PROBLEM STATEMENT
State how many lines of the records contain the string "instance", with case counting. Reply with the number alone.
[[ DATA RECORDS, beginning ]]
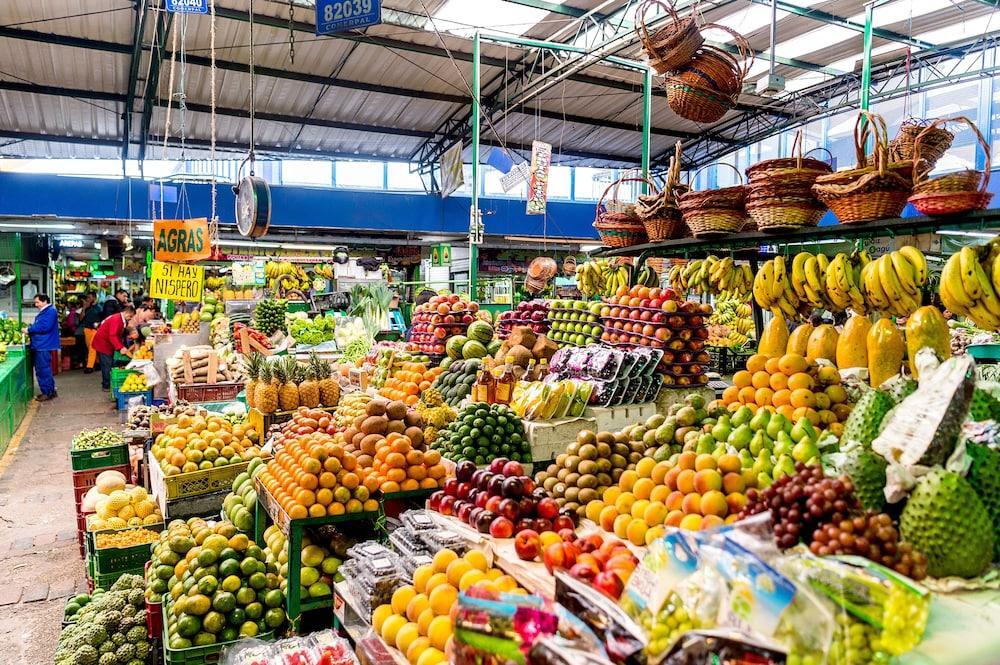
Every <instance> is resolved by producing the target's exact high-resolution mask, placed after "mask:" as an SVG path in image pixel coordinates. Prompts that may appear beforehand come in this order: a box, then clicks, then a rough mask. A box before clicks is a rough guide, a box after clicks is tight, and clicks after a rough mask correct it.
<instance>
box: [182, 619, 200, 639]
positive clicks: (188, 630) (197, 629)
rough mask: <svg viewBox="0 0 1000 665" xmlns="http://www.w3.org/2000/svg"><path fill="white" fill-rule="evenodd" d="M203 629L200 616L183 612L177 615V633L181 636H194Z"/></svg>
mask: <svg viewBox="0 0 1000 665" xmlns="http://www.w3.org/2000/svg"><path fill="white" fill-rule="evenodd" d="M200 630H201V621H199V620H198V617H196V616H191V615H190V614H181V615H180V616H179V617H177V634H178V635H180V636H181V637H194V636H195V635H197V634H198V631H200Z"/></svg>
[[ DATA RECORDS, end ]]
SOLUTION FOR THIS PROBLEM
2